▶ REQUIRED TASK 1
According to the Porto travel text, what is the Francesinha sandwich doused in?

▶ TEXT
## Start

One of Porto’s most famous culinary conceptions is the Francesinha sandwich. If you’re on a diet, now’s the time to toss it aside because the Francesinha is everything a heart attack is made of … in a good way.

At places like Café Santiago, Capa na Baixa and Cufra, expect to be presented with a between-bread stack of sausage, steak and ham that’s wrapped in a cheese blanket, then doused in a tomato and beer sauce. Order yourself a side of fries to mop up the juices and a local Super Bock beer to cut through the richness. Then go for a walk afterwards.

4. Venture beyond the centre

Porto, Portugal

Image by Vector99

So where should you walk? Well, when in Porto you can’t escape the magnetic pull of the Douro River, so make your way down to the bustling tourist hub of Ribeira. There’s never a shortage of energy here, with buskers, markets and bars aplenty.

Ribeira isn’t the city’s only riverside delight, so consider venturing a little further afield to the cross-river fishing village of Afurada. You can get there by catching the Flor do Gás ferry just past the Arrábida bridge.

If you stick to the Porto side of the river, you can carry on to the styling suburb of Foz do Douro. The river mouth here is marked by the beautiful park Jardim do Passeio Alegre, and the restaurants and twisted streets nearby provide a nice alternative to the city centre. For a fancy lunch, nip up a cute cobbled backstreet to Pedro Lemos’s namesake Michelin star restaurant.

The six kilometres to Foz from Cais do Ribeira is a fair hike, so you can save your legs by jumping on the old tram outside the Igreja de São Francisco (which drips with gold and is worth a look inside).


5. Watch the sunset

Regardless of whether you catch the tram, walk, or take the #500 bus along the river, try to time your westward trip with sunset, because the warm orange sun dropping into the Atlantic is a sight to be seen.

Porto’s incredible sunset can also be witnessed from Jardim do Morro, directly across the river from Ribeira. You can reach this by walking across the upper platform of the bridge near the Sé cathedral, or jump on the yellow line metro and have it drop you off right next to the park.

## End

▶ REQUIRED TASK 2
In the rows, begin at the line that has "the large grass carp" and stop after the line that has "x=110 y=408". Write those lines out again with "put one marker on" switched to "place a single point on", change nothing else, and leave the pictures out.

▶ AVAILABLE RECORDS
## Start

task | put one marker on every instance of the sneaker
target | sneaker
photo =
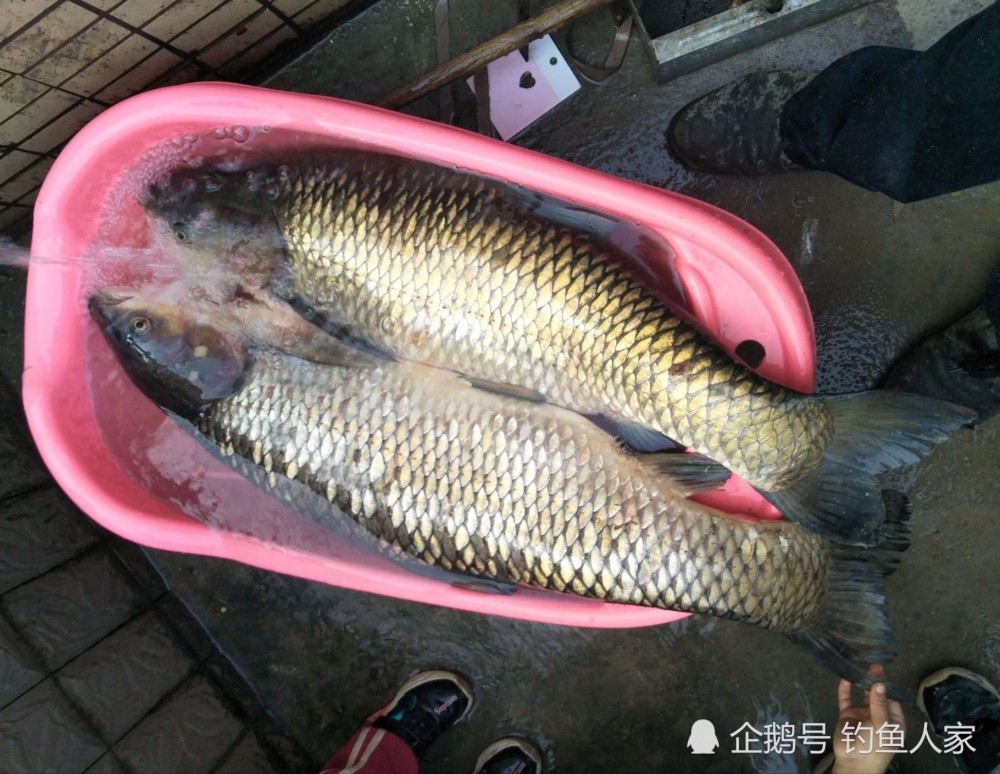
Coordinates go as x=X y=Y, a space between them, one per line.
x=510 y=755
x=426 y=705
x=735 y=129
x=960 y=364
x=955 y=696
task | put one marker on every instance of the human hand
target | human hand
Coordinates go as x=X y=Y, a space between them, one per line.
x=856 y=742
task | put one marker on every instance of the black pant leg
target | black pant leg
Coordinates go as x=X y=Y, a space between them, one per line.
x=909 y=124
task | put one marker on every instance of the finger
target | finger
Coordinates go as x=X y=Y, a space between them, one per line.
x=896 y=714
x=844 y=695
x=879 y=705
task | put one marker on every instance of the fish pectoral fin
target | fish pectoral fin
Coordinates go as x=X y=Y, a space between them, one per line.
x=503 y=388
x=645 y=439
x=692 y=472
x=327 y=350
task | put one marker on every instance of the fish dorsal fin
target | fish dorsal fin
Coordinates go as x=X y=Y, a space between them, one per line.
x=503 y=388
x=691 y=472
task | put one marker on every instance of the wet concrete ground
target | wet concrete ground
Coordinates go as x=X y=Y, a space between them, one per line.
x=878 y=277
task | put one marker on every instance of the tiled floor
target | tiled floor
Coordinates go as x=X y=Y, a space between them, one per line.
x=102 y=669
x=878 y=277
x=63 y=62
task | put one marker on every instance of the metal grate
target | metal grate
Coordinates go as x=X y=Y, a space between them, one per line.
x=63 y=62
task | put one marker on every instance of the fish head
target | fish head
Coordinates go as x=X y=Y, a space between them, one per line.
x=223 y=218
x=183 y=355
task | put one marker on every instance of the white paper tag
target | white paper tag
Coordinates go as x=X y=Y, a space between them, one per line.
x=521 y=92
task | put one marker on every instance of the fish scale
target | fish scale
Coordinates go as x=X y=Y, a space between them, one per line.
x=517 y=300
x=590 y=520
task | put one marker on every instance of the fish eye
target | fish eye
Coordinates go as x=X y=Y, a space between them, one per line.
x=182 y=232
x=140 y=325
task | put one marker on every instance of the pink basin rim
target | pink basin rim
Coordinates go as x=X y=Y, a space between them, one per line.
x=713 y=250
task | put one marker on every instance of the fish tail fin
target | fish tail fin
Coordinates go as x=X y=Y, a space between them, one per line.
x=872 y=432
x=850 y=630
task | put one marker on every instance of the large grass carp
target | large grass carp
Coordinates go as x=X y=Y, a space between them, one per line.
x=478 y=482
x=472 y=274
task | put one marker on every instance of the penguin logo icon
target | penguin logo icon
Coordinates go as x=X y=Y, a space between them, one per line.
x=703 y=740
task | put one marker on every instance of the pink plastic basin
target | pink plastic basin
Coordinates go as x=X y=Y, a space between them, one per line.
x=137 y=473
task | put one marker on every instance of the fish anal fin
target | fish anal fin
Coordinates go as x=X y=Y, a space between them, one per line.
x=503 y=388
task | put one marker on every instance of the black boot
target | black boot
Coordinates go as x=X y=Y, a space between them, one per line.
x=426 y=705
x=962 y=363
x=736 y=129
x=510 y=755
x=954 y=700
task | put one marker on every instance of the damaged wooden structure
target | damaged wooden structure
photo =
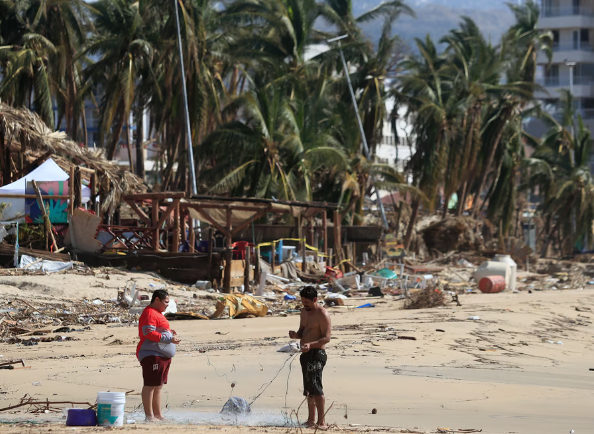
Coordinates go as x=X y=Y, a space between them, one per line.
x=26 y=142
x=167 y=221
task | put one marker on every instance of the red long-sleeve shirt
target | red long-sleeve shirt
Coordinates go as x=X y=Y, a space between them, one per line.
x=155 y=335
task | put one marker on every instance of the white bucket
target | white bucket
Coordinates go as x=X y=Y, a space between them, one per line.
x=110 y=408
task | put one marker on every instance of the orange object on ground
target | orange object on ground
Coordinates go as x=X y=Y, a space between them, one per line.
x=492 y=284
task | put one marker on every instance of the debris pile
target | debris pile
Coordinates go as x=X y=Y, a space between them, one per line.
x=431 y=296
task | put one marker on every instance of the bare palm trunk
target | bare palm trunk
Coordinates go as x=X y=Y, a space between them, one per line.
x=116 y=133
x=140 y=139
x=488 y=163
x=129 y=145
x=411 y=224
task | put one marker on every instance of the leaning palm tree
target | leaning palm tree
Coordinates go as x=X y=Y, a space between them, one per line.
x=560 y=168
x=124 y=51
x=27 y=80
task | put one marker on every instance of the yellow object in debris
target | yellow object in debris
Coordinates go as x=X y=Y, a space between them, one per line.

## End
## Start

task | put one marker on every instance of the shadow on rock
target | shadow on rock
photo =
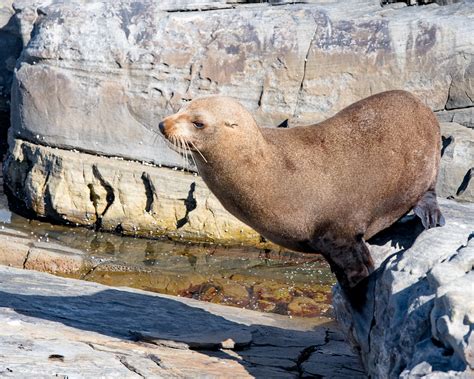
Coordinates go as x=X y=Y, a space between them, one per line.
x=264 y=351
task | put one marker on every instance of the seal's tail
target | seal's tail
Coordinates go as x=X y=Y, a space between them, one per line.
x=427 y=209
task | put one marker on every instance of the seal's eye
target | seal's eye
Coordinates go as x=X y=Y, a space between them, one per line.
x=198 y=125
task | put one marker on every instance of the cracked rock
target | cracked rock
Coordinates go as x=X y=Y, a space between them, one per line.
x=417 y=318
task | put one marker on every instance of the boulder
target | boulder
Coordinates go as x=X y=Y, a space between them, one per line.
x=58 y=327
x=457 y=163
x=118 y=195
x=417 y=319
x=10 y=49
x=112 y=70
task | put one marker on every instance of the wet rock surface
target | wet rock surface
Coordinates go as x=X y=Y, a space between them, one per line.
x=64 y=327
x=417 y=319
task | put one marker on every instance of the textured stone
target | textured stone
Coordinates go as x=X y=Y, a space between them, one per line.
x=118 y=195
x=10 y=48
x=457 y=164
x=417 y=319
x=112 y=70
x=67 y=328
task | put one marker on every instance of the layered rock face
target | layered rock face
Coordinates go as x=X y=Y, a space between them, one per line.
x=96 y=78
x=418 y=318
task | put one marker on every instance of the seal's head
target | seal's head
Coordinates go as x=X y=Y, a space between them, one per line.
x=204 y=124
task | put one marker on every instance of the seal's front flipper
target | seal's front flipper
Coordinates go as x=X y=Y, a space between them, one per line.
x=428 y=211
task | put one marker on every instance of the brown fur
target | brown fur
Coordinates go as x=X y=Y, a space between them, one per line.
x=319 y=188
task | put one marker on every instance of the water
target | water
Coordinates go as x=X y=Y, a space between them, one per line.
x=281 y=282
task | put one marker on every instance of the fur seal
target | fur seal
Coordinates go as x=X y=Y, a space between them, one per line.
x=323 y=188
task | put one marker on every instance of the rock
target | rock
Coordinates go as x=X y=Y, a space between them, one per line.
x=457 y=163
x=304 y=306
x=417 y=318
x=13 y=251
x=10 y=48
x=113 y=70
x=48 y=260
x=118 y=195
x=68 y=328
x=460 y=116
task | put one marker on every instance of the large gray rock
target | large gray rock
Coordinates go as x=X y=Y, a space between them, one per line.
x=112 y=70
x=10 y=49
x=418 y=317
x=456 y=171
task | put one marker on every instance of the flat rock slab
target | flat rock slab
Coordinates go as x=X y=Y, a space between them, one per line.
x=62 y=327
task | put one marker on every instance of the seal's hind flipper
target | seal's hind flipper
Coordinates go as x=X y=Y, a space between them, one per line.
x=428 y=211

## End

▶ CORRECT OUTPUT 1
A tomato and beer sauce.

▶ CORRECT OUTPUT 2
task | place a single point on every instance of the large grass carp
target | large grass carp
Coordinates go as x=X y=Y, a space between them, one per line.
x=478 y=482
x=472 y=274
task | place a single point on every instance of the penguin logo icon
target | penguin logo icon
Coordinates go as x=X y=Y, a space between them, one per line.
x=703 y=740
task | place a single point on every instance of the pink plastic basin
target | pink plastic basin
Coordinates go as x=X y=Y, a space between them, one per line.
x=137 y=473
task | place a single point on every instance of the fish anal fin
target | fish anal fin
Coordinates go as x=X y=Y, a space between them, one per line.
x=503 y=388
task | place a single point on every instance of the black boot
target | black boot
Coordinates go as x=X y=Y, a space between them, one per line.
x=426 y=705
x=962 y=363
x=736 y=129
x=510 y=755
x=954 y=700
task | place a single point on every instance of the damaged wooden structure
target | damaged wooden structure
photo =
Coordinates go as x=X y=Y, a space between them, one per line.
x=26 y=142
x=167 y=221
task | place a single point on every instance of the red long-sleeve shirt
target | red long-sleeve shirt
Coordinates go as x=X y=Y, a space between them, one per line.
x=155 y=335
task | place a single point on every instance of the white bucket
target | white bucket
Coordinates go as x=X y=Y, a space between them, one per line.
x=110 y=408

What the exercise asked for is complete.